Crohn’s Disease and Cryptidins

The intestines produce enzymes to digest food, antimicrobial peptides to kill pathogens and have lots of surface area to absorb nutrient molecules released from the food macromolecules (protein, polysaccharides, fats). The epithelial cells that line the intestines, enterocytes, must communicate with bacteria in the gut, the gut flora, to maintain bacteria helpful in food digestion, i.e. probiotic bacteria, and trigger an immune response to eliminate pathogens. Probiotic bacteria are tolerated and pathogens are identified and attacked.

Enterocytes are produced by division of stem cells at the bottom of the crypts that are in the valleys between the villi that project into the lumen where the digesting food is. New enterocytes are added at the base of the villi and old enterocytes are sloughed off at the top of the villi. As the new enterocytes move up the villi, they differentiate to produce the dramatic surface of microvilli, the furry brush border that further expands their surface area. The mature enterocytes produce transport proteins on their microvilli to take up sugars, amino acids and fats. The small nutrient molecules pass through the base of the enterocytes and bath the cells below, the lamina propia. The nutrients enter the capillaries of the villi and travel to the liver. Fats are transported through the lymphatic system.

[Collected data entries]:
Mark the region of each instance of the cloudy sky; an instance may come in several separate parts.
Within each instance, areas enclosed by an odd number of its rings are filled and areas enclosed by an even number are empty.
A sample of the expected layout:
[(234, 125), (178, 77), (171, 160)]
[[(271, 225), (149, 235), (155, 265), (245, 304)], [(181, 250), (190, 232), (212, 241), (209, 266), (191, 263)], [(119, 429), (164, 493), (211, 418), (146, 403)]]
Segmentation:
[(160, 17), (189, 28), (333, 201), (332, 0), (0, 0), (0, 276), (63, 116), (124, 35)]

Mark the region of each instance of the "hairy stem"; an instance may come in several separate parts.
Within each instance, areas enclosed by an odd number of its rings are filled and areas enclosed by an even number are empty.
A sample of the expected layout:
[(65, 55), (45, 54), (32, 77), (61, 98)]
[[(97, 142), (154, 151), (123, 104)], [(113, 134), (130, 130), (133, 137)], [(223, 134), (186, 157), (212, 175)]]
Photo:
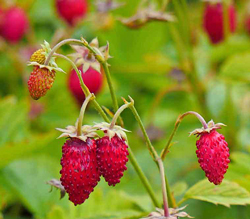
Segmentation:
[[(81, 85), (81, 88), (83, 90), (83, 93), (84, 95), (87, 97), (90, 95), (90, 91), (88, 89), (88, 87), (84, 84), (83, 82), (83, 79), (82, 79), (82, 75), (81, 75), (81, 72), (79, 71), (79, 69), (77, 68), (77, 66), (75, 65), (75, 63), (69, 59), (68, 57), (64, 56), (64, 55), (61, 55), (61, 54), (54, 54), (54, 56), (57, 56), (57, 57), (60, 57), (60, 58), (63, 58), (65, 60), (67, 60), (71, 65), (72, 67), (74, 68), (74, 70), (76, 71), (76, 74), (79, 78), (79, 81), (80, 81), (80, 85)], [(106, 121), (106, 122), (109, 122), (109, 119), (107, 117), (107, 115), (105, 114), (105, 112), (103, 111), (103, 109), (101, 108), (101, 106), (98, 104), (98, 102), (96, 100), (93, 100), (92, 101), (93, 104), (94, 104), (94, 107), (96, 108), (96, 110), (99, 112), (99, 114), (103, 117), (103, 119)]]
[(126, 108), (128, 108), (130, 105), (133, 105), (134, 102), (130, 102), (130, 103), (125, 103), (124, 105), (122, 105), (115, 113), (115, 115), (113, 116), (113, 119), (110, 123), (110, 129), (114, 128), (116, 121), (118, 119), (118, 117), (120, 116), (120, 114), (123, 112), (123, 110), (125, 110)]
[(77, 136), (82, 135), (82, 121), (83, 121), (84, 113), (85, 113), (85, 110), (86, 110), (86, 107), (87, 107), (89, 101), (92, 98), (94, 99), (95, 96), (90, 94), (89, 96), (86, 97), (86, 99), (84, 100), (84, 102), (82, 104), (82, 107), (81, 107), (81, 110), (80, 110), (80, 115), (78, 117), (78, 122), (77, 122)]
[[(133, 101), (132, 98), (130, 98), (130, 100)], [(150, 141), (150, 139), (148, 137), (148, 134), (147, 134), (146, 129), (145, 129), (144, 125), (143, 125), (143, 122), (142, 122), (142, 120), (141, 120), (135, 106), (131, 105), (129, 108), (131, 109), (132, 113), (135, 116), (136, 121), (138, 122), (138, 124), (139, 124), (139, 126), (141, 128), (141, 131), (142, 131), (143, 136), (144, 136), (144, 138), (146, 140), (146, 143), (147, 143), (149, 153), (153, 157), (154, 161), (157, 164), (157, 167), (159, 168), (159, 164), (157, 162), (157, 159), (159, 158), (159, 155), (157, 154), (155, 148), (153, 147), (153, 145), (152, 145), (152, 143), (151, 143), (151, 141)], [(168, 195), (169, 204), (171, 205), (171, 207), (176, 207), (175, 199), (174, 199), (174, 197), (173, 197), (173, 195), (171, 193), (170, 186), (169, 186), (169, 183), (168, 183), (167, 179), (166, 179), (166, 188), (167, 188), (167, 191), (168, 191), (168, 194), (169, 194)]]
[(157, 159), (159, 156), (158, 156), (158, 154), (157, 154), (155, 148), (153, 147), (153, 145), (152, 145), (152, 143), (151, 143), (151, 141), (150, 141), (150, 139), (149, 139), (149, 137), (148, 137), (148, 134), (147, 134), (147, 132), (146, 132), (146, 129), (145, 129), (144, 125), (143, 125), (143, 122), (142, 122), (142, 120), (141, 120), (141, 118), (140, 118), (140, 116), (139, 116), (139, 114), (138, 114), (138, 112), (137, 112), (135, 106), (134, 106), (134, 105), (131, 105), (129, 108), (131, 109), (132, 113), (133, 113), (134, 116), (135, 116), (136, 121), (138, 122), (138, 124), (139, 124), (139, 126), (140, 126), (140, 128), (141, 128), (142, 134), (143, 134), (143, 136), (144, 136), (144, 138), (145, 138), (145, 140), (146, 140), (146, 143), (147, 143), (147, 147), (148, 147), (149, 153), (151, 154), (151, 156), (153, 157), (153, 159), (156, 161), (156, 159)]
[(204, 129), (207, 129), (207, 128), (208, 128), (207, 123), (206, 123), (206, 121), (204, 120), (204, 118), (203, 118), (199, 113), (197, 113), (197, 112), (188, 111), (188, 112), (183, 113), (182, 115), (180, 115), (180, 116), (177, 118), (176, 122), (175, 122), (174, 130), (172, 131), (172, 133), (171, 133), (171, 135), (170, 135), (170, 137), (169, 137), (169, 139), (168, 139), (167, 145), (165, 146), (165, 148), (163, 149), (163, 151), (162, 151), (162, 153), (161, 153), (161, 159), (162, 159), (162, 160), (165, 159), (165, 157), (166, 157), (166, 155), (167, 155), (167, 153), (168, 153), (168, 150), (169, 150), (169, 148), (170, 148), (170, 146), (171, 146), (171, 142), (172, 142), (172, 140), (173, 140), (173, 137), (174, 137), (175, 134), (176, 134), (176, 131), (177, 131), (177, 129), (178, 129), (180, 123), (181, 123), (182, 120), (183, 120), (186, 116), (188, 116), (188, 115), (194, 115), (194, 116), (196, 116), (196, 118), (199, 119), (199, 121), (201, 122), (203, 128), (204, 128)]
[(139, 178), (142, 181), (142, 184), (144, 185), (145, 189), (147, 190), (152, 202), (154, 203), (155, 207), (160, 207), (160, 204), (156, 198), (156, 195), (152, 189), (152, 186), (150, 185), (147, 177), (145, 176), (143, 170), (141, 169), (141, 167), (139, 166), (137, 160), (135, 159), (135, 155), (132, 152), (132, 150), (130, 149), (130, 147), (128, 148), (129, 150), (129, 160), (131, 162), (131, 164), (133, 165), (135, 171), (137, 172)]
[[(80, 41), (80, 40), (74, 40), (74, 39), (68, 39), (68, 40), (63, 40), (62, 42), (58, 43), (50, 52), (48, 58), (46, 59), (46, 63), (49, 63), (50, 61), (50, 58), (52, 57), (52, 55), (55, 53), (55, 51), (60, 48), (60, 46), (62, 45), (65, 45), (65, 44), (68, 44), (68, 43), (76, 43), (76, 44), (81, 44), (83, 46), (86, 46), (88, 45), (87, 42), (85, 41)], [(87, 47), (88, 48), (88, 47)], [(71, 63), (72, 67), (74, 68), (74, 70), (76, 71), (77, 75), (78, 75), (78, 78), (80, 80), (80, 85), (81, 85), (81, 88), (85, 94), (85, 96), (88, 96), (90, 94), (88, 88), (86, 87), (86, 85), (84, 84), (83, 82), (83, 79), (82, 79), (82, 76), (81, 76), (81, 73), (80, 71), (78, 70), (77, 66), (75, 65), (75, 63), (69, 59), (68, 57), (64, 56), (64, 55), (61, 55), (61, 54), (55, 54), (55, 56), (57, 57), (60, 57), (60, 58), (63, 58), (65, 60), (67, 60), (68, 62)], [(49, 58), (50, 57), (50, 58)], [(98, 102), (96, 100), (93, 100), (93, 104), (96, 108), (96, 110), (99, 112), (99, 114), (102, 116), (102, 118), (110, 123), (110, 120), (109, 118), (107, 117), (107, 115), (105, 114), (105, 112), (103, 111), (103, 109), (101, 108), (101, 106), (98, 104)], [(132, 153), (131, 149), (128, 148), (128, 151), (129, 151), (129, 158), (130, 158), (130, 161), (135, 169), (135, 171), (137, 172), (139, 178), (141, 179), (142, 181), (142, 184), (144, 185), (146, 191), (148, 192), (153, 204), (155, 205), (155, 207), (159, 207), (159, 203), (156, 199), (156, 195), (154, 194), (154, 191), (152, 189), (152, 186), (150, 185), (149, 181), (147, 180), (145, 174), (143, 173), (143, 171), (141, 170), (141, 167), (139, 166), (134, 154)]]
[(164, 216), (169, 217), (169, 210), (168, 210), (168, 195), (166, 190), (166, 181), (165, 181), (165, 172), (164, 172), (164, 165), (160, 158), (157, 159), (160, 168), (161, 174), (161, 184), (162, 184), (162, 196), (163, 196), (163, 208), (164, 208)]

==

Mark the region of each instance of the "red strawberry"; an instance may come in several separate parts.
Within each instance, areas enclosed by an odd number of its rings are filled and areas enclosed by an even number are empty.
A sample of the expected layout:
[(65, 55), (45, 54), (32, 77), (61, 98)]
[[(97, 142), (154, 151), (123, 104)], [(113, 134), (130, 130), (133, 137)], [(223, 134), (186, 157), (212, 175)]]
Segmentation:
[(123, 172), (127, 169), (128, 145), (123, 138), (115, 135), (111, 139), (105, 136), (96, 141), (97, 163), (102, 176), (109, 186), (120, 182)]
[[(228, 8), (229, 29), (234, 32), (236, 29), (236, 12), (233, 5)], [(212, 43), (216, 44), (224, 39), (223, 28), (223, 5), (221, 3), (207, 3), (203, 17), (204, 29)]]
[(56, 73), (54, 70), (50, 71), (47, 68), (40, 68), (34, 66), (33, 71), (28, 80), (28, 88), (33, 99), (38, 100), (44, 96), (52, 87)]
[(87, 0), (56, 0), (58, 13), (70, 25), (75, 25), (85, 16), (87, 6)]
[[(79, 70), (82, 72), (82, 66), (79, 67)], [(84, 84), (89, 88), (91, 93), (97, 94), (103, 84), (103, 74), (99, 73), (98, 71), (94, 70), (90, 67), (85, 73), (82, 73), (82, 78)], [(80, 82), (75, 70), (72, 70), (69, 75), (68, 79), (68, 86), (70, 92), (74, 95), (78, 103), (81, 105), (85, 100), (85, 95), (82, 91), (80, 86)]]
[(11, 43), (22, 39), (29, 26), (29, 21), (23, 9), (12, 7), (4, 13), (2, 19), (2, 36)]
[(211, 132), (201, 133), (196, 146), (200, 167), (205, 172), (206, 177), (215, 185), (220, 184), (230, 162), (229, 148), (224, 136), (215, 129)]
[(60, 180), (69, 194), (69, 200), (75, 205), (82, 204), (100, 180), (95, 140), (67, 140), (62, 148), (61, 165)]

[Check your understanding]:
**a.** In the Crohn's disease text, why must enterocytes communicate with the gut flora? Answer in one to three sentences.
**b.** Output everything in the Crohn's disease text from "Enterocytes are produced" down to "the lymphatic system.", word for word.

[Solutions per task]:
**a.** Enterocytes must communicate with the gut flora to keep the probiotic bacteria that help digest food and to trigger an immune response that eliminates pathogens. This way, probiotic bacteria are tolerated while pathogens are identified and attacked.

**b.**
Enterocytes are produced by division of stem cells at the bottom of the crypts that are in the valleys between the villi that project into the lumen where the digesting food is. New enterocytes are added at the base of the villi and old enterocytes are sloughed off at the top of the villi. As the new enterocytes move up the villi, they differentiate to produce the dramatic surface of microvilli, the furry brush border that further expands their surface area. The mature enterocytes produce transport proteins on their microvilli to take up sugars, amino acids and fats. The small nutrient molecules pass through the base of the enterocytes and bath the cells below, the lamina propia. The nutrients enter the capillaries of the villi and travel to the liver. Fats are transported through the lymphatic system.